Thursday 19 September 2013

David's turn

Talk about a roller coaster.

The saying goes that even if you're a perfect couple, you'll start arguing when kids come along. Which in my experience is very true. Although my daughter is grown up and 22, she still ends up being the focus of disagreements. Yesterday was no exception.

Don't even know how we got onto the subject. David was going on about her leaving dishes all over the kitchen bench after she cooks for her and her boyfriend. It hasn't been much of an issue with me, being as I'm not working I'm fine with just washing up in the morning when I get up. But David has been going in there after she's cooked to cook himself, and there's all these dirty dishes all over the place.

So I said to him that I'm not wanting to be put in a position where I'm some sort of mediator between her and David. I'm her father so my judgement may be a bit clouded. I just said for him to go to her about it. But for some reason that wasn't good enough. I suggested then maybe a little house meeting about that and anything else needing airing. But he didn't want to do that either. In exasperation I say I've not got the faintest idea what exactly he wants then. So he gets shitty and it escalates from there.

In an argument I can hold myself pretty well, and what he was saying made no sense. Started contradicting himself and when I point that out he gets even shittier. I decide to go out for some air as it was getting a touch intense, and I walk around the block. Come back in and the argument goes on and on. I just couldn't believe he was making such a big deal over a few dishes, and going to her himself about it.

_Exercise set_
A) Extract the blog post's text from "The saying goes" to "over the place.".
B) For each statement, state whether the blog post agrees with it (yes or no), and quote the words that decide it. (i) The writer's daughter is 22 years old. (ii) The writer currently has a job. (iii) David agreed to the suggestion of a house meeting.
C) Proceed with the blog post about the argument over dishes, beginning right after its last sentence.

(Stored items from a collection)

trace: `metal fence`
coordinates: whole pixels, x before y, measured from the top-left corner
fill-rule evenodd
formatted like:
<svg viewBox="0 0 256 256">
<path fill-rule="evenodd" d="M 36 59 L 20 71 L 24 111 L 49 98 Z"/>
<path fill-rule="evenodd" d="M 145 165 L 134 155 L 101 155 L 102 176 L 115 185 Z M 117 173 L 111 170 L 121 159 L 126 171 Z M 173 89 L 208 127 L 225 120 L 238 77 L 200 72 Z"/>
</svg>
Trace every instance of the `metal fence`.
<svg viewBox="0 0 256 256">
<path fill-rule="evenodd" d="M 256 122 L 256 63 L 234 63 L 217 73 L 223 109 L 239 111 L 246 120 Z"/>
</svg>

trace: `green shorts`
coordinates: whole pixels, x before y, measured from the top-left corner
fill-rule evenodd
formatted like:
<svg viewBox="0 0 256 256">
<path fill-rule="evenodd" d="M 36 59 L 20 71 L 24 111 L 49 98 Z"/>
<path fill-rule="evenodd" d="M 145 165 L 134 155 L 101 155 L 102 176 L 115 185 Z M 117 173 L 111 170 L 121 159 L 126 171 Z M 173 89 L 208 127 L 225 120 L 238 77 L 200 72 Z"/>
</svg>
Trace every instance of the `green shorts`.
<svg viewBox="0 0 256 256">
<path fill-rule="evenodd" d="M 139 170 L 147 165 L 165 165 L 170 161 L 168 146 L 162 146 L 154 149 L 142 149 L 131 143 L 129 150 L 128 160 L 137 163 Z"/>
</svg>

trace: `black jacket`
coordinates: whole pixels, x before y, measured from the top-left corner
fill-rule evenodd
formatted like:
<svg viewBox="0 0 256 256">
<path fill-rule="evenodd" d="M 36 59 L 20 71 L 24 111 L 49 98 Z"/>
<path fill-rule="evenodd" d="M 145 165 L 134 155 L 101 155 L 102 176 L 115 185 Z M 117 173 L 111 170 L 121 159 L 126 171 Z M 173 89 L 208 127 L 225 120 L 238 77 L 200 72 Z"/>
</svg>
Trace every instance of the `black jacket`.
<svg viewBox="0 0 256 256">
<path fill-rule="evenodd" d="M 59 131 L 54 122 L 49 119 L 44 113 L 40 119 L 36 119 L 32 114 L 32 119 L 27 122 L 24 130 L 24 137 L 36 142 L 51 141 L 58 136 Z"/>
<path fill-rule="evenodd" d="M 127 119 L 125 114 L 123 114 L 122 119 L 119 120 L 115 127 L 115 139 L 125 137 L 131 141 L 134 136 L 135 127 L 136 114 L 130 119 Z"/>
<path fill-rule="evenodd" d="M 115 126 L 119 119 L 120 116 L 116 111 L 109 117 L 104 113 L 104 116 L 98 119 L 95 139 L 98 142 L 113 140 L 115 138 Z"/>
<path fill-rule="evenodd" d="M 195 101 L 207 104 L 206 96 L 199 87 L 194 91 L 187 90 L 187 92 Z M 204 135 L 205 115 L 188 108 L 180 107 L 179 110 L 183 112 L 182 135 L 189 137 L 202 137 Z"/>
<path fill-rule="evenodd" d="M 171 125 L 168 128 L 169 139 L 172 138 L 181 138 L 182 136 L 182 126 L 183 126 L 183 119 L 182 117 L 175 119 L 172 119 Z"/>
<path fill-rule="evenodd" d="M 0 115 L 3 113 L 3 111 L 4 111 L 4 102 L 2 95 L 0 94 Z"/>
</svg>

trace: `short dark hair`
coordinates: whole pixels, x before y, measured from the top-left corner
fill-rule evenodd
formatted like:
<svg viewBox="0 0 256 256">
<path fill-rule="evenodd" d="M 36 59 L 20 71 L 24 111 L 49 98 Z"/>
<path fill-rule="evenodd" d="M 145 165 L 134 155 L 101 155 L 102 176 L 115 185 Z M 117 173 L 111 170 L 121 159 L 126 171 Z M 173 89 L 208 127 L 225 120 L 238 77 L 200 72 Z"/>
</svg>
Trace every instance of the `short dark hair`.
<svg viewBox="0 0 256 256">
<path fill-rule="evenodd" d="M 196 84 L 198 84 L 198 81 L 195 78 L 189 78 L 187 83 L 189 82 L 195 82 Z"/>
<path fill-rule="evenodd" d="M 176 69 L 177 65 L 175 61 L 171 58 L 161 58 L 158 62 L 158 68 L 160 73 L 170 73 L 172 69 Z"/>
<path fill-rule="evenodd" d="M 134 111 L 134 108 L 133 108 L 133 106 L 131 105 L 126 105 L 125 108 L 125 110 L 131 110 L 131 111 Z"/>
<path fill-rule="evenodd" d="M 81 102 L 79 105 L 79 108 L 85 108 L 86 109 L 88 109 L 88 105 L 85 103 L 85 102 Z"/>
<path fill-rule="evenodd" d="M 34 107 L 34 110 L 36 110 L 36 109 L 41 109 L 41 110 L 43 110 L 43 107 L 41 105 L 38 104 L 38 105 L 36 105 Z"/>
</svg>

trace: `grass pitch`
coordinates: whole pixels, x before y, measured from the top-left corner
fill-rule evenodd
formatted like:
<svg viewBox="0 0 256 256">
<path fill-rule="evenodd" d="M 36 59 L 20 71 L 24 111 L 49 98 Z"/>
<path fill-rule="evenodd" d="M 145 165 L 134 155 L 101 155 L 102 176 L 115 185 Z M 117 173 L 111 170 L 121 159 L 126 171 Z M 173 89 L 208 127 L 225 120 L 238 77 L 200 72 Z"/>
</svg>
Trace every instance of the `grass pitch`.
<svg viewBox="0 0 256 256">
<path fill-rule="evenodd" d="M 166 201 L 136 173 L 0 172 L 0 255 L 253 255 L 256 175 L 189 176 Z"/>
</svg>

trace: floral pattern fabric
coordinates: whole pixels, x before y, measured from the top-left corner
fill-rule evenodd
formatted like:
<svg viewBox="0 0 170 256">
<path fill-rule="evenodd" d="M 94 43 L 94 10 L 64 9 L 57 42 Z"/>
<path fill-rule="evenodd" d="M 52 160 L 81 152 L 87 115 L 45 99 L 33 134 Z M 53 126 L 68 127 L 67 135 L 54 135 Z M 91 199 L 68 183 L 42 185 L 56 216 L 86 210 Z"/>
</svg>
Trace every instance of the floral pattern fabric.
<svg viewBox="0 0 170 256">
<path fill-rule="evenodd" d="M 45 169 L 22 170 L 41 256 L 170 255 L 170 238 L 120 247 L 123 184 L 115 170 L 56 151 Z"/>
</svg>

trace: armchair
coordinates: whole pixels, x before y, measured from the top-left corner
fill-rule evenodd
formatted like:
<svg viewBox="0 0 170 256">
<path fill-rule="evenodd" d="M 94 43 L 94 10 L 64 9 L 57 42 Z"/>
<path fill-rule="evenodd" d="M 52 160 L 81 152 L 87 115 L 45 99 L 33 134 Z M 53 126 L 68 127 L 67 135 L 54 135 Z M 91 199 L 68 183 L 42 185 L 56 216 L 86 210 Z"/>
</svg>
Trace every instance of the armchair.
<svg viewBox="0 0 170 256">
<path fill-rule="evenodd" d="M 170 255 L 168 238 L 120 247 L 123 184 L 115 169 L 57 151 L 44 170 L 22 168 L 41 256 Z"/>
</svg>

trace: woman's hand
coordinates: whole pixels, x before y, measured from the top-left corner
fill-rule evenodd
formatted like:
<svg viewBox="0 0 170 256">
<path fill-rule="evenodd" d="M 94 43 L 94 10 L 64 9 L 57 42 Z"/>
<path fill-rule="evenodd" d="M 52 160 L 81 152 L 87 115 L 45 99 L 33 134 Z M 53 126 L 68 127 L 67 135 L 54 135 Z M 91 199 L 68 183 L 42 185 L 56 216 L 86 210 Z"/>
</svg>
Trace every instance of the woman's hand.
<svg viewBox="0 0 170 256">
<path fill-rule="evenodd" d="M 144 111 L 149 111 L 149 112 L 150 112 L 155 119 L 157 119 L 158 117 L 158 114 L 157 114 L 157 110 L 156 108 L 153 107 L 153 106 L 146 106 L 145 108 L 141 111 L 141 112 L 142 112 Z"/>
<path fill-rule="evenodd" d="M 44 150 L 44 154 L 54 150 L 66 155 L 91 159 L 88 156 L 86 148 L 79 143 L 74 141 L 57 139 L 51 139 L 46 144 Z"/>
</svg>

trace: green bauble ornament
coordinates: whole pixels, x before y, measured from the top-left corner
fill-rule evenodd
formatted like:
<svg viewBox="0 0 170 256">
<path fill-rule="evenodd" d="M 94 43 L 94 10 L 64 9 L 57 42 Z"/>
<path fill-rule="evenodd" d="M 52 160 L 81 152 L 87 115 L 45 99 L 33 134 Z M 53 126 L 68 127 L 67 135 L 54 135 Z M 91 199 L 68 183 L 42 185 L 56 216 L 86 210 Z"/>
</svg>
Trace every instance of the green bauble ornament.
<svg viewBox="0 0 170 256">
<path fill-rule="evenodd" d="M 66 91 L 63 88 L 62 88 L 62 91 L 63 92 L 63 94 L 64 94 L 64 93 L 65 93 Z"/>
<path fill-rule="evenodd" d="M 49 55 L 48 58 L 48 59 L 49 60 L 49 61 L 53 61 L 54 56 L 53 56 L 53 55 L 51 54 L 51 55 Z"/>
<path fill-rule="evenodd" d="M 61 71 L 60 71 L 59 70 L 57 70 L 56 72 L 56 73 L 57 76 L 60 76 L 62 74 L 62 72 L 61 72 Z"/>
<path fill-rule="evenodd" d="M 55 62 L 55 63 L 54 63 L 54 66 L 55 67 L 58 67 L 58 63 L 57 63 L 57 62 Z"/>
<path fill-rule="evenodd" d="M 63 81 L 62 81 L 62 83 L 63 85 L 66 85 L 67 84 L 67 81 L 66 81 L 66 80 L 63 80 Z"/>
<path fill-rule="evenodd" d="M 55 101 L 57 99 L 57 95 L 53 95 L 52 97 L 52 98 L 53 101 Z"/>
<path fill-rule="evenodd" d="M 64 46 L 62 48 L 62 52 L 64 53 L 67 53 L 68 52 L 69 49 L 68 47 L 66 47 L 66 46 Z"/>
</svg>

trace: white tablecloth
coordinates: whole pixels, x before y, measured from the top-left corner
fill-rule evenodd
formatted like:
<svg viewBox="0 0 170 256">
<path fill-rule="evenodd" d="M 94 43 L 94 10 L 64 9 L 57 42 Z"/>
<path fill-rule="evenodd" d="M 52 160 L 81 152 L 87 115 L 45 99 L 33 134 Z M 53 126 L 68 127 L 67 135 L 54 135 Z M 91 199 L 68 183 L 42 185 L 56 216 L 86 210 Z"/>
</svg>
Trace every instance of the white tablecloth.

_Results for each task_
A)
The saying goes that even if you're a perfect couple, you'll start arguing when kids come along. Which in my experience is very true. Although my daughter is grown up and 22, she still ends up being the focus of disagreements. Yesterday was no exception.

Don't even know how we got onto the subject. David was going on about her leaving dishes all over the kitchen bench after she cooks for her and her boyfriend. It hasn't been much of an issue with me, being as I'm not working I'm fine with just washing up in the morning when I get up. But David has been going in there after she's cooked to cook himself, and there's all these dirty dishes all over the place.

B)
(i) Yes: "my daughter is grown up and 22"
(ii) No: "being as I'm not working"
(iii) No: "But he didn't want to do that either."

C)
Then he fuckin looses it, grabs a pill bottle and takes a handful of his HIV medication. I'm thinking WTF? Then ring an ambulance as I have no idea what they may or may not do. The ambulance gets here and the ambulance officers haven't got any idea what the pills do either. So they talk to him and take his observations, give him and ECG as well. He appears to be OK but I'm still not satisfied, so I ring my HIV GP urgently for his opinion. He says it's not likely to do much, but it's still an overdose and he should go to the hospital. David refuses to go. Fuckin hell, by this time I'm about to start pulling my hair out.

Anyway he was fine, but it was astonishing to me that an argument over dishes ended up like that FFS!  I'm worried about him now.  He's under a lot of pressure with this discrimination case, perhaps skirting the precipice? I suggested he go to the Albion St Centre where I go and talk to a psychologist there to help him through it, but for some reason beyond me he doesn't want to.

Fuck, we make a good pair don't we :s

Afterwards we went round to a friends for a while to get out of the house.

I've been sort of stunned all this morning. Think we both are. Feel a bit numb. It was strange you know, when he was going troppo I didn't fall apart emotionally or anything. Like I couldn't feel a thing. Maybe it's a defence mechanism.